When the story opens, Myra has concocted a plan that will make her famous, and for that plan, she pressures her asthmatic husband into becoming her accomplice. The plan is to kidnap a child of wealthy parents, issue a ransom note and for Myra to then make an appearance on the scene and announce the location of the child–through her psychic powers–to the worried parents, the press and to the police. According to Myra, this will catapult her to psychic success. And here’s the curious thing about Myra–while she refuses to “stoop” to cheap tricks in order to enhance her professional image, she’s perfectly ok, morally, with kidnapping a child and thus manufacturing an event that will supposedly reveal her psychic powers:

The fact that her reputation would rest on a fraud didn’t disturb her. It was cheating for an honourable end.

Myra’s intensity (bordering on fanaticism) combined with her twisted morality have made her a dangerous person. There are no limits to her burning desire for psychic fame, and on her own perhaps Myra would spin endless fantasies that die a natural death, but she browbeats her husband into becoming her accomplice and then she’s unleashed….

Séance on a Wet Afternoon is a fascinating, unique read. Myra ultimately settles on crime as the solution for her desire for fame–just as bank robbers are driven to make the one ‘big score.’ In this sense, Myra isn’t so different from all the other people who dwell on their fantasies and then decide to take action to make those fantasies into reality through a criminal act.

Stored data entries
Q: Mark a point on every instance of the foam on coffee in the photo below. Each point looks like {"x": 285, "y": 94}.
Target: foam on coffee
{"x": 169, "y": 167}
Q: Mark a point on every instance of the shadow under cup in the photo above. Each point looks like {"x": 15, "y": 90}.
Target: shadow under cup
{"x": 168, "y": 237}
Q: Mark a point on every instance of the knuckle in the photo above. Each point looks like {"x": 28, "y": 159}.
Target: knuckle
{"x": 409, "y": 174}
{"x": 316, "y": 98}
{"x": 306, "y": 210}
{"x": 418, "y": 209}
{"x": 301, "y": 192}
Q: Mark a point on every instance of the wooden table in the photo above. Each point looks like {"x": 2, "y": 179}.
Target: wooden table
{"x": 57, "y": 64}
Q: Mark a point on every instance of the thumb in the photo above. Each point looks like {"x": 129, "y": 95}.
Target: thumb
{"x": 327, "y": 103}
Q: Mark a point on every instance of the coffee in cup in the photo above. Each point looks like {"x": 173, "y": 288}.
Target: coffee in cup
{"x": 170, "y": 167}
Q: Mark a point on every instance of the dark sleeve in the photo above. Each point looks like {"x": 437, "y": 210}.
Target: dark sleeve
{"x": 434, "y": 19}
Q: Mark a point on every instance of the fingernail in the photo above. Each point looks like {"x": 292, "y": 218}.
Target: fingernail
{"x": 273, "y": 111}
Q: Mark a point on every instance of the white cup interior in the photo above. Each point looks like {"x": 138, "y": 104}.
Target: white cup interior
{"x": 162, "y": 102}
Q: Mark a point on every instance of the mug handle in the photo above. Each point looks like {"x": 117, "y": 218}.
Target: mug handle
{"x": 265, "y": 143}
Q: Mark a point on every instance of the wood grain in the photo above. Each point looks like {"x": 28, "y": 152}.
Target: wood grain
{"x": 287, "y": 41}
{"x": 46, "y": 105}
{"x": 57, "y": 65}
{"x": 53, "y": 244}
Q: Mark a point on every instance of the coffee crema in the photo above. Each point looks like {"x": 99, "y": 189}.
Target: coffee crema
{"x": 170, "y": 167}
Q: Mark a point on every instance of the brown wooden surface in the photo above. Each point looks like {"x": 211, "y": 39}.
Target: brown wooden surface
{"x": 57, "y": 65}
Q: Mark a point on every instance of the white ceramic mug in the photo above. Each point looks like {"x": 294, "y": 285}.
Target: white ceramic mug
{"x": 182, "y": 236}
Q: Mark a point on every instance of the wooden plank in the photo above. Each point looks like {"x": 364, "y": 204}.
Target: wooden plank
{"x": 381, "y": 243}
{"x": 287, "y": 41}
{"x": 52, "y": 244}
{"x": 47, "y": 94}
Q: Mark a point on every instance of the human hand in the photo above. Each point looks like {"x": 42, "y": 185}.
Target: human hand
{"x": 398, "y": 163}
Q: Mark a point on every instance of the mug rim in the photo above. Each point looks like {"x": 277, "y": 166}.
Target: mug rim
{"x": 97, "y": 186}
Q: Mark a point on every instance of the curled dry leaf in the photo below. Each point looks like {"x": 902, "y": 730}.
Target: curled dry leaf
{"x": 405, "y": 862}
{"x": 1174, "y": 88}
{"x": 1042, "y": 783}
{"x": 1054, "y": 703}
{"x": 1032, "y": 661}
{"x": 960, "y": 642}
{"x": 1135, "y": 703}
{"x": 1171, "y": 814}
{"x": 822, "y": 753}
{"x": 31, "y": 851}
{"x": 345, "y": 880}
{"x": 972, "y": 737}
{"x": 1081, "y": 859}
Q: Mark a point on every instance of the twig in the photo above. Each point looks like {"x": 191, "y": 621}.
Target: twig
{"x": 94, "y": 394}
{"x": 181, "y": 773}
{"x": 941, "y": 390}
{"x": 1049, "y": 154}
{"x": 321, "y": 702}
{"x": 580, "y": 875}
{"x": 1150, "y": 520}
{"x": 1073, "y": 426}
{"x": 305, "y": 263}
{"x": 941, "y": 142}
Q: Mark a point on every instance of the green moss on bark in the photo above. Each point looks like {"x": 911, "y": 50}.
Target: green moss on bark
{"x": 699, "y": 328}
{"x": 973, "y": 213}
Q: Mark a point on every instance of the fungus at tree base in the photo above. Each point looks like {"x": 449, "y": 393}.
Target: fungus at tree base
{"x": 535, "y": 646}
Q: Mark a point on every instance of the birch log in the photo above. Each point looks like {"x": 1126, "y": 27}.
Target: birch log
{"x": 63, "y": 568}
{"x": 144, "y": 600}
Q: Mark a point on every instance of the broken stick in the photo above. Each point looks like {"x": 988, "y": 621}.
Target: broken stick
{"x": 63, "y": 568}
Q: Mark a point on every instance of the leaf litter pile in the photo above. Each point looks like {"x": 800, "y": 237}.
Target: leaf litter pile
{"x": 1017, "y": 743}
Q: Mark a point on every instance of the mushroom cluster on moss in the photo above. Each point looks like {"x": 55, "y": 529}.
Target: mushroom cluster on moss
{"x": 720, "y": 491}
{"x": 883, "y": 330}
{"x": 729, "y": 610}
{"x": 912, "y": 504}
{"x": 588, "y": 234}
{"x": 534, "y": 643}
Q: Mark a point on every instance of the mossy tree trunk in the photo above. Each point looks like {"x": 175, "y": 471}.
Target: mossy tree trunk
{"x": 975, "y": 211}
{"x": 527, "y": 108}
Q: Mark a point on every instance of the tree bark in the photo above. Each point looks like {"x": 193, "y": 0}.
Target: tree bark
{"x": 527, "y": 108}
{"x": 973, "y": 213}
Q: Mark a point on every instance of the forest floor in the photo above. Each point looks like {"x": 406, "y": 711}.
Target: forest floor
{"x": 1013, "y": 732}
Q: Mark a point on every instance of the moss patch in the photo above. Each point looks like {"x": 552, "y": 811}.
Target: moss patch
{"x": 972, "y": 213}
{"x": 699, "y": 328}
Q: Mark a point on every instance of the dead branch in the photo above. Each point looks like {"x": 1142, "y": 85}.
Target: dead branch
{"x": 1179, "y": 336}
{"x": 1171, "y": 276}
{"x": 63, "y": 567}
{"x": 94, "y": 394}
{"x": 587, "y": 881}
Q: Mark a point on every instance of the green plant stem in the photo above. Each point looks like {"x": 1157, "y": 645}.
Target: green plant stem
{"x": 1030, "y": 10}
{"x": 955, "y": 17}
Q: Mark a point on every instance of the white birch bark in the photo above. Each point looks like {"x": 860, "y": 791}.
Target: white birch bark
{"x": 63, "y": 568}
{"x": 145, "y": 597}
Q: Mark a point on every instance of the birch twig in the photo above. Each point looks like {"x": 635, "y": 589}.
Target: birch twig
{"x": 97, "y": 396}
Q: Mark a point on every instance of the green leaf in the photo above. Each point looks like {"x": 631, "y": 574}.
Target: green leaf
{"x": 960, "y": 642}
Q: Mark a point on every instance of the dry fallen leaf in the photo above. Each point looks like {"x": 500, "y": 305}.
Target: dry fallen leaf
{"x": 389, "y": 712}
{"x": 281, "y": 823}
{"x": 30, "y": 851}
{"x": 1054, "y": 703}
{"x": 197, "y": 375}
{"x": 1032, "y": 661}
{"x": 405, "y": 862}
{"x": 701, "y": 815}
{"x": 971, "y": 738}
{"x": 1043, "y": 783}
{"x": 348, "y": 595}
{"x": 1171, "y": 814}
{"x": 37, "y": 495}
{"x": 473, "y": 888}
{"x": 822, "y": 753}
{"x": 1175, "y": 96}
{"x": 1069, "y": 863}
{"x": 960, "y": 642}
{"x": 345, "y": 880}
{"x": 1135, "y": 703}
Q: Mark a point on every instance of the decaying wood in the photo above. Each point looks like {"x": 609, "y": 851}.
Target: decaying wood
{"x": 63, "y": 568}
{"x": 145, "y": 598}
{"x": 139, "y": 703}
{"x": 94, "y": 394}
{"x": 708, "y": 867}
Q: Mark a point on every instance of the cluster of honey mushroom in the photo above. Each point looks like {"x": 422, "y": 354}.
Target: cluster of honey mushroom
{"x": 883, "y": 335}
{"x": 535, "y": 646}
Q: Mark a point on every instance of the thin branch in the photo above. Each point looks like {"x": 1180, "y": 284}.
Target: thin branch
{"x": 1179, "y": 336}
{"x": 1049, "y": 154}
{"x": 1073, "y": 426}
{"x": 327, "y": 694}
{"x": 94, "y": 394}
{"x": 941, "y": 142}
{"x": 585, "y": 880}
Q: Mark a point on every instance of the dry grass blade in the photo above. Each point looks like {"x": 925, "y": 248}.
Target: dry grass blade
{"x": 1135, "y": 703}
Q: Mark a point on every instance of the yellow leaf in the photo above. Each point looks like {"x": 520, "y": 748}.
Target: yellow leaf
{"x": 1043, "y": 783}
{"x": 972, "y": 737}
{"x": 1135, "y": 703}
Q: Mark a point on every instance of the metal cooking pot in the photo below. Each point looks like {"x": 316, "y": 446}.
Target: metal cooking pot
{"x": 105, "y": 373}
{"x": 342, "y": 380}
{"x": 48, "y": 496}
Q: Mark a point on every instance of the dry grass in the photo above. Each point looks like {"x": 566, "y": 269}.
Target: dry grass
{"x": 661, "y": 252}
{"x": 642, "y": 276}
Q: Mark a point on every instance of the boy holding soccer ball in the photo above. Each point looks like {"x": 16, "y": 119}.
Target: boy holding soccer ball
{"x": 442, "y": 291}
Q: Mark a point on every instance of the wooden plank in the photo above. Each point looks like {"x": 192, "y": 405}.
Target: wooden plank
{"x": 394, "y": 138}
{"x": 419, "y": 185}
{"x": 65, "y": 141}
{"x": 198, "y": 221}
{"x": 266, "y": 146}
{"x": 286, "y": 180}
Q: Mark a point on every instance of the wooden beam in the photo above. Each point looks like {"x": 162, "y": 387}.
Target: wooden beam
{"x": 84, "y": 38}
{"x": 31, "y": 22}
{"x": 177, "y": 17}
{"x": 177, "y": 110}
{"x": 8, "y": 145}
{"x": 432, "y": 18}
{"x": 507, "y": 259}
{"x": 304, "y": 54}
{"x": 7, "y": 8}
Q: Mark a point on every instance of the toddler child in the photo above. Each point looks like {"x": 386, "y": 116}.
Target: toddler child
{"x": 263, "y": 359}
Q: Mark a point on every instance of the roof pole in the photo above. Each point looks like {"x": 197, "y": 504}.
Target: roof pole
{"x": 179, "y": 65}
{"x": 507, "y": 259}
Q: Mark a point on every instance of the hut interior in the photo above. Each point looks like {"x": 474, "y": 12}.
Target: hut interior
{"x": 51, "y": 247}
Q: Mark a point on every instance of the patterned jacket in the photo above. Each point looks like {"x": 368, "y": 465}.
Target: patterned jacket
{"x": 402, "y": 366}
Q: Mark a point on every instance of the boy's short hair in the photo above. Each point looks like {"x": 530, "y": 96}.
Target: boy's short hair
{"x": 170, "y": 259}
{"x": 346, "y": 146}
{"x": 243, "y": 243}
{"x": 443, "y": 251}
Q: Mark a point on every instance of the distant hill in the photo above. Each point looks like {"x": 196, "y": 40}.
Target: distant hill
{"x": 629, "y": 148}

▸ WHAT IS BEING ASKED: Continue the review of Séance on a Wet Afternoon, picking up after its final sentence.

▸ ANSWER SPACE:
On another level, Séance on a Wet Afternoon is the story of a marriage, and as the story plays out, it’s clear that Bill and Myra, pathetic people individually, make a toxic combination. With a husband, who was less complacent, Myra would be de-fanged; Bill, who’s clearly afraid to refuse Myra’s demands, empowers her insane ambitions, and make no mistake, Myra is insane. As the chapters unfold, Myra’s history is gradually revealed along with the significant psychic events of her youth and her past employment as a conjurer’s assistant, a clairvoyant’s aid, and a mind-reader’s assistant. It’s the introduction of the six-year-old kidnapped child into Myra and Bill’s household that highlights the true pathological nature of their marriage and their twisted thinking, for to Myra, the child is merely a means to an end–an object who exists to fulfill her greatest ambition.

While Myra is supremely confident about her plan, Bill is increasingly nervous and troubled, and here’s his twisted moral justification for the kidnapping diluted down from Myra’s arguments:

He hadn’t been able to concentrate, on anything, since the conception of the Plan. There was always a little worry nagging at the back of his mind. It wasn’t the implementation itself; he’d done the first of the two major jobs scheduled, and was so pleased with the way he’d succeeded that the fear of doing the second had been reduced; the rest was up to his wife. It wasn’t the rights and the wrongs of the scheme now;  although he had never in his life knowingly done a wrong thing, he condoned the illegal act because Myra said it was a means to an end that would benefit mankind, and he believed what Myra said; she also said it was only technically illegal, since they had no intentions of keeping the money and the child would be returned safely; she conceded that it was in a way morally wrong to abduct a child, but it was only for three or four days, and there was no question of ill-treatment; it was almost like a little holiday. 

For film fans, Séance on a Wet Afternoon was made into an incredible film directed by Bryan Forbes and starring Richard Attenborough and Kim Stanley.

Review copy courtesy of the publisher, Mysterious Press, via Open Road Media. Read on the kindle.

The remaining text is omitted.